Write out the whole listing below again, swapping "pixel coordinates" for "pixel positions" wherever it occurs and changing nothing else. Leave the pictures out.

### Material for the task
------------
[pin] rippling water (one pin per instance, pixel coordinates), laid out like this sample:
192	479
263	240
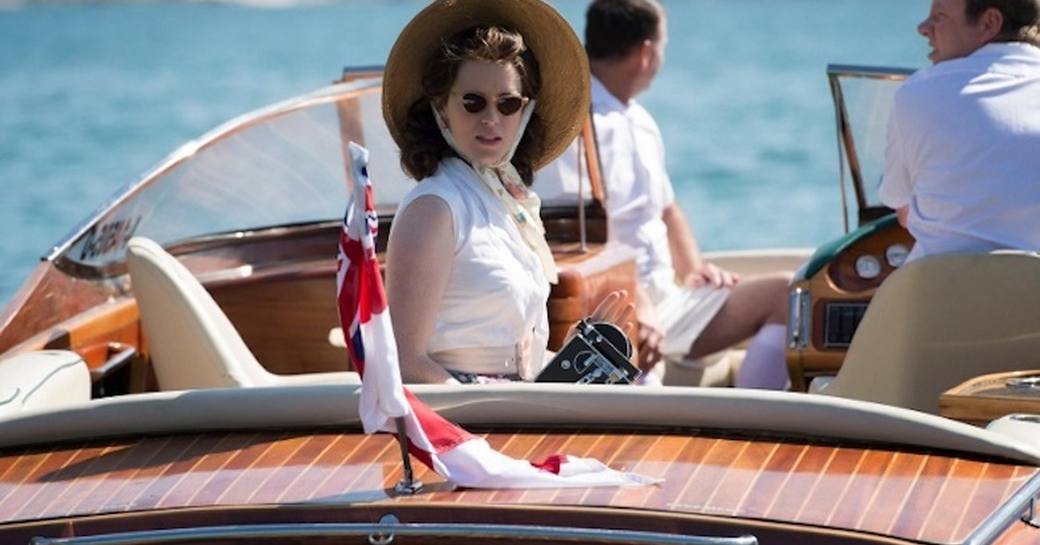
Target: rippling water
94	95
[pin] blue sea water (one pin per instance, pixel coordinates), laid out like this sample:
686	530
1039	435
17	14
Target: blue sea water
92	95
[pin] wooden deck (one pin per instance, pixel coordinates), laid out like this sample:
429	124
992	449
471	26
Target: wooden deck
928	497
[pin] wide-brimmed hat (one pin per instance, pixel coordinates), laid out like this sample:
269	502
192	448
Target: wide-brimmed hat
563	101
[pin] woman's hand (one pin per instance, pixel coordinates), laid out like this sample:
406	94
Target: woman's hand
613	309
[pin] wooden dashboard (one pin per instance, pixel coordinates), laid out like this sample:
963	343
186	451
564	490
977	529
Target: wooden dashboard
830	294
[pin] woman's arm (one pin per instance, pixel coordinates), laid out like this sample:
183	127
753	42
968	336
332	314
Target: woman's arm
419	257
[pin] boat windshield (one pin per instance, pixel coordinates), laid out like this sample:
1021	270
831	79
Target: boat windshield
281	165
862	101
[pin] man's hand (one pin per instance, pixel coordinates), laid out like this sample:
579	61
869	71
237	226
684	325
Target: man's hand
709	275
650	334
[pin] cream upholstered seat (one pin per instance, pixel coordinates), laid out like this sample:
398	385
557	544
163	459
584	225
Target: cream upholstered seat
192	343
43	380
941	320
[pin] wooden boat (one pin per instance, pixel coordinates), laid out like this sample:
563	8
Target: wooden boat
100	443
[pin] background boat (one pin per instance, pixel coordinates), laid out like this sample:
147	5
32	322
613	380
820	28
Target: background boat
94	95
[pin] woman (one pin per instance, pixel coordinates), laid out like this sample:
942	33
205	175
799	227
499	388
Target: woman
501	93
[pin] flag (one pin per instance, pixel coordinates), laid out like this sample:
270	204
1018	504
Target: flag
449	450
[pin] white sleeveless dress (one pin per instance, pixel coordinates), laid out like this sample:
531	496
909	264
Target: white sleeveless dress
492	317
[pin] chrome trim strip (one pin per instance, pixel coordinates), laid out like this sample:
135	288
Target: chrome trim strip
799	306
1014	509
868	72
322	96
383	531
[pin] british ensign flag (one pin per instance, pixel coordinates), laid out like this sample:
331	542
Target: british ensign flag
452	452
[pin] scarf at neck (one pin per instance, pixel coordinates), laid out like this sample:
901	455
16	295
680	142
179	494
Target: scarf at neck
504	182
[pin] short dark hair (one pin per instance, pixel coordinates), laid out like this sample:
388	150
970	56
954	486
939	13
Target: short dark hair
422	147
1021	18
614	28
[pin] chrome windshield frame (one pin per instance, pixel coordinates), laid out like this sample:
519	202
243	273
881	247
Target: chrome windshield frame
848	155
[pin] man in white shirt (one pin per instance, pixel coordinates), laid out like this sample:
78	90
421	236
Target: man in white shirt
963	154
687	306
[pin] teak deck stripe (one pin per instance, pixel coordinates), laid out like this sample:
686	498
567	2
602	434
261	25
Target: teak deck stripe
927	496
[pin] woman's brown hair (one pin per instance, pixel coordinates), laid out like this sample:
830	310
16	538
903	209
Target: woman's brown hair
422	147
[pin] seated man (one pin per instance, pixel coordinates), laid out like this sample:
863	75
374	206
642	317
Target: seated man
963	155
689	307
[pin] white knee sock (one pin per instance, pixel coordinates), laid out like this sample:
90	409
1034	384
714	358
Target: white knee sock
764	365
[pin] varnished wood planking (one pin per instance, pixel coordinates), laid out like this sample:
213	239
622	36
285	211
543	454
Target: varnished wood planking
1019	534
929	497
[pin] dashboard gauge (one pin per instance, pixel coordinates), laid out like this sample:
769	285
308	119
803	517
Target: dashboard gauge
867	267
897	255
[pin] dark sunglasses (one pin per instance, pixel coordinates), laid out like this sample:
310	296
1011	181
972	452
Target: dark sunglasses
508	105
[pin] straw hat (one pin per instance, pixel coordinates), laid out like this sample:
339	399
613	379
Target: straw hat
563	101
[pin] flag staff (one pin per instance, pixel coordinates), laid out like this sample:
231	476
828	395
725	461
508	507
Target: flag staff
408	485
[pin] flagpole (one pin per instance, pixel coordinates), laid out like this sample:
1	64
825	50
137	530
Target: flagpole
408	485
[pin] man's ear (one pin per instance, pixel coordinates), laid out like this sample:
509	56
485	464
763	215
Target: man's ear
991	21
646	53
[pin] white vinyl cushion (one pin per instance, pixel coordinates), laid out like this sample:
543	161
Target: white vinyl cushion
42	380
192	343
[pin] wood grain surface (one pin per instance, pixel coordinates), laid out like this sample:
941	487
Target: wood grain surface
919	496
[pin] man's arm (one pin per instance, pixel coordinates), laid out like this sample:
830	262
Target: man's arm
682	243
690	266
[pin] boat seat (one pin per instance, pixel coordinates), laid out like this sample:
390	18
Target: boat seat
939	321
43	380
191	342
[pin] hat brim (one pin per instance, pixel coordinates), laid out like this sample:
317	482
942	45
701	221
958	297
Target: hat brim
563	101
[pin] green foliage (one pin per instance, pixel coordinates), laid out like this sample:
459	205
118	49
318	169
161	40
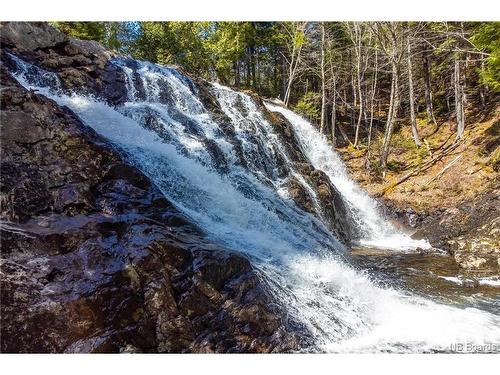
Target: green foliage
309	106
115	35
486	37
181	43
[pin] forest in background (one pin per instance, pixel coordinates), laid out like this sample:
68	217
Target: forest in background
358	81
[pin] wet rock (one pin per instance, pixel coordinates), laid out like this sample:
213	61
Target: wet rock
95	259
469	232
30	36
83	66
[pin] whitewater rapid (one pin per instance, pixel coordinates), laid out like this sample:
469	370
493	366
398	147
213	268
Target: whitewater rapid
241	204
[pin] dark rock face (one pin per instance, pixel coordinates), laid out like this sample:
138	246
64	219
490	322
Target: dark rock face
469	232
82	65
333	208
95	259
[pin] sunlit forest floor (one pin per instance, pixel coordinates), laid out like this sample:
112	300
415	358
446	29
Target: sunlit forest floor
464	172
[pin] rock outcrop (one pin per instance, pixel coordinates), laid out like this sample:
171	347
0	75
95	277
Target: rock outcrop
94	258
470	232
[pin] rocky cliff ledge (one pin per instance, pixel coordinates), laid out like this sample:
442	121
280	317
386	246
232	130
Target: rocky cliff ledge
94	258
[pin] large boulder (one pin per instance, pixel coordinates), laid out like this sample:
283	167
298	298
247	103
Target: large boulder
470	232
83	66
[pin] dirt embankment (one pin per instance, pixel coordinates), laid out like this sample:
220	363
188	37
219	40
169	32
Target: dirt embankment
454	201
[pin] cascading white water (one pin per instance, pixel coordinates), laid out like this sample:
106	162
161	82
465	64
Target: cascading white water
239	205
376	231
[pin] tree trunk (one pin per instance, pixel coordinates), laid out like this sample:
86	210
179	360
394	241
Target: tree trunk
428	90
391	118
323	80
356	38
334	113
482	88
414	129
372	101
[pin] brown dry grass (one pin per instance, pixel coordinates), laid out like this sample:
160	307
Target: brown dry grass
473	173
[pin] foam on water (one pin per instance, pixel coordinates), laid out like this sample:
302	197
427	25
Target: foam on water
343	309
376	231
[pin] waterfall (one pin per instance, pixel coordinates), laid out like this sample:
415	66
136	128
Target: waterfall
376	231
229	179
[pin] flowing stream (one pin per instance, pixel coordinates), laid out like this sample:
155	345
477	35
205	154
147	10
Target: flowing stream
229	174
------------
### Response to this task
[pin] rippling water (one pin per instance, pixel positions), laid out like this sample:
192	479
263	240
Target: rippling water
94	95
[pin] blue sea water (one pin per instance, pixel positions), laid out like this sample:
686	530
1039	435
17	14
Target: blue sea water
92	95
[pin] wooden deck (one pin per instance, pixel positions), laid out like this sample:
429	124
992	449
471	26
Target: wooden deck
928	497
[pin] wide-brimmed hat (one pin per instance, pixel positions), laid out like this sample:
269	502
192	448
Target: wide-brimmed hat
563	101
[pin] woman's hand (one pin per instance, pixel positions), laid out like this sample:
406	94
Target: woman's hand
613	309
[pin] wooden dashboard (one pin per instance, pixel positions), laid out like this sample:
963	343
186	451
564	490
977	529
Target: wooden dashboard
830	294
[pin] woman's arm (one pin per instance, pixel positions), laid out like this sample:
183	127
753	42
968	336
332	314
Target: woman's arm
419	257
[pin] boat windshield (one pin per instance, pixel positions), laid out like this sample:
1021	270
831	79
Target: boat windshield
281	165
862	101
[pin] man's hand (one pin per instance, pixel positions), laid out like this sample:
579	61
869	71
237	226
684	325
Target: man's hand
709	275
650	334
[pin] cream upholstered seat (one pin per instance, pixel positions), laid out like this sample:
398	385
557	544
163	459
584	225
Target: cream upholstered seat
192	343
43	380
941	320
[pin] wooden boat (one pin per instance, pixel positions), laid out like this sample:
563	8
Target: wooden boat
100	443
[pin] background boat (one pin per instance, pixel positions), laid out like this sample:
147	5
32	322
613	380
820	28
Target: background boat
94	95
[pin] woman (one pin per instance, pixel positions), laid out like this sample:
942	33
205	175
799	227
499	388
Target: woman
501	93
[pin] flag (one pin per instance, pixel positions), laid out like this sample:
270	204
1018	504
Target: flag
449	450
[pin] white sleeveless dress (one pin per instance, pixel positions), laid out like this sample:
531	496
909	264
Target: white sleeveless dress
492	317
[pin] chrome trim strip (one pin per instance, pixel positions), laid out like this sample:
135	288
Target: chrome trim strip
799	306
1014	509
868	72
322	96
383	531
[pin] british ensign flag (one pin per instance, pixel positions), laid out like this sample:
331	542
Target: british ensign flag
452	452
[pin] scarf at neck (one pin per instance, pixel positions), laid out like this sample:
901	455
16	295
680	142
179	494
Target: scarf at neck
504	182
[pin] short dark hair (one pin per instance, pixel positions), laid out like this sample:
388	150
970	56
954	486
939	13
Target: short dark hair
422	147
1021	18
614	28
[pin] chrome windshield frame (one pin per instance, pixel positions), laid out like this sample:
519	202
243	273
881	247
Target: chrome windshield frame
848	155
[pin] man in white shirt (one pin per instance, pixel positions), laid out like this sample:
78	90
421	236
Target: man in white shirt
963	154
687	306
[pin] teak deck stripe (one pin per instance, pixel positions), laid out like this sample:
686	498
567	2
602	434
261	25
Target: teak deck stripe
927	496
[pin] woman's brown hair (one pin per instance, pixel positions), laid out like this sample:
830	310
16	538
903	209
Target: woman's brown hair
422	147
[pin] seated man (one pin per instance, pixel positions), laid out like this sample:
863	75
374	206
642	317
Target: seated man
963	155
689	307
[pin] white knee sock (one pin per instance, pixel positions), laid out like this sample:
90	409
1034	384
714	358
Target: white knee sock
764	365
[pin] varnished wood planking (one pin per instance, pixel positions), laid out like this sample:
213	239
622	36
285	211
543	454
Target: varnished wood planking
1019	534
929	497
[pin] dashboard gauge (one pin per instance, pixel positions), laid out like this sample:
769	285
308	119
803	517
Target: dashboard gauge
867	267
897	255
[pin] dark sunglasses (one pin per instance, pixel positions), laid out like this sample:
310	296
1011	181
972	452
Target: dark sunglasses
508	105
[pin] straw hat (one pin per instance, pixel positions), laid out like this sample:
339	399
613	379
Target: straw hat
563	101
[pin] flag staff (one pin per instance, pixel positions), laid out like this sample:
231	476
828	395
725	461
508	507
Target: flag staff
408	485
[pin] flagpole (one pin per instance, pixel positions), laid out like this sample:
1	64
825	50
137	530
Target: flagpole
408	485
[pin] man's ear (one pin per instance, pixel positions), laid out like this sample:
509	56
485	464
763	215
Target: man's ear
991	21
646	53
[pin] white vinyl cushion (one pin per instance, pixel positions), laid out like this sample:
543	161
Target: white vinyl cushion
42	380
192	343
[pin] wood grain surface (one pin per instance, pixel positions), laid out like this sample:
941	487
Target: wood grain surface
919	496
[pin] man's arm (one pin per instance, pixel positions), laid out like this sample:
830	262
Target: man's arm
682	243
690	266
[pin] boat seat (one pin per instance, pixel positions), laid out like this sample:
390	18
Target: boat seat
939	321
43	380
191	342
[pin] hat brim (one pin per instance, pixel positions), laid out like this sample:
317	482
942	45
701	221
958	297
Target: hat brim
563	101
[pin] green foliage (one pin per instance, pixel positions), laid out like this sample:
459	205
118	49
318	169
161	40
Target: green foliage
309	106
115	35
486	37
181	43
[pin] forest in background (one pin per instance, pixel positions), laid out like this sample:
68	217
Target: forest in background
358	81
[pin] wet rock (one pin per instance, pixel positions), laid out like this sample:
213	61
Target: wet rock
95	259
469	232
30	36
83	66
[pin] whitewater rapid (one pin per instance, pixel positions), laid out like this sample:
469	370
493	366
398	147
213	268
Target: whitewater rapid
241	204
[pin] dark rock face (one pin per instance, pixel positions), laid out like this sample:
138	246
64	219
490	322
Target: dark rock face
469	232
82	65
333	208
95	259
[pin] sunlit forest floor (one pin per instance, pixel positions), laid out like this sample:
112	300
415	358
446	29
Target: sunlit forest floor
464	172
[pin] rock outcrop (one pin per instance, pixel positions), laid out like this sample:
171	347
0	75
95	277
Target: rock outcrop
94	258
470	232
[pin] rocky cliff ledge (one pin per instance, pixel positions), laid out like this sample:
442	121
280	317
386	246
232	130
Target: rocky cliff ledge
94	258
[pin] large boulder (one pin per instance, pixel positions), laid out like this sample:
283	167
298	298
247	103
Target: large boulder
470	232
83	66
[pin] dirt embankment (one pin per instance, pixel positions), laid out like this sample:
220	363
188	37
219	40
169	32
Target: dirt embankment
454	201
[pin] cascading white water (one pin per instance, pixel positions), laid out like this sample:
106	162
161	82
465	64
Target: cascading white water
239	205
376	231
[pin] tree trunk (one pin per instance, pixel positions), laid out like this sample:
86	210
179	360
394	241
Target: tree trunk
428	90
391	118
323	80
356	38
334	113
482	88
414	129
372	101
[pin] brown dry grass (one pin per instance, pixel positions), laid out like this sample:
160	307
Target: brown dry grass
473	173
[pin] foam on water (one pin per instance, pixel positions), laid out like this sample:
302	197
427	25
Target: foam on water
343	309
376	231
[pin] waterfall (one pin per instance, pixel positions), laid out like this sample:
415	66
136	128
Target: waterfall
376	231
229	179
[pin] flowing stream (one pin per instance, pixel positions), laid out like this sample:
155	345
477	35
205	154
147	10
Target: flowing stream
229	174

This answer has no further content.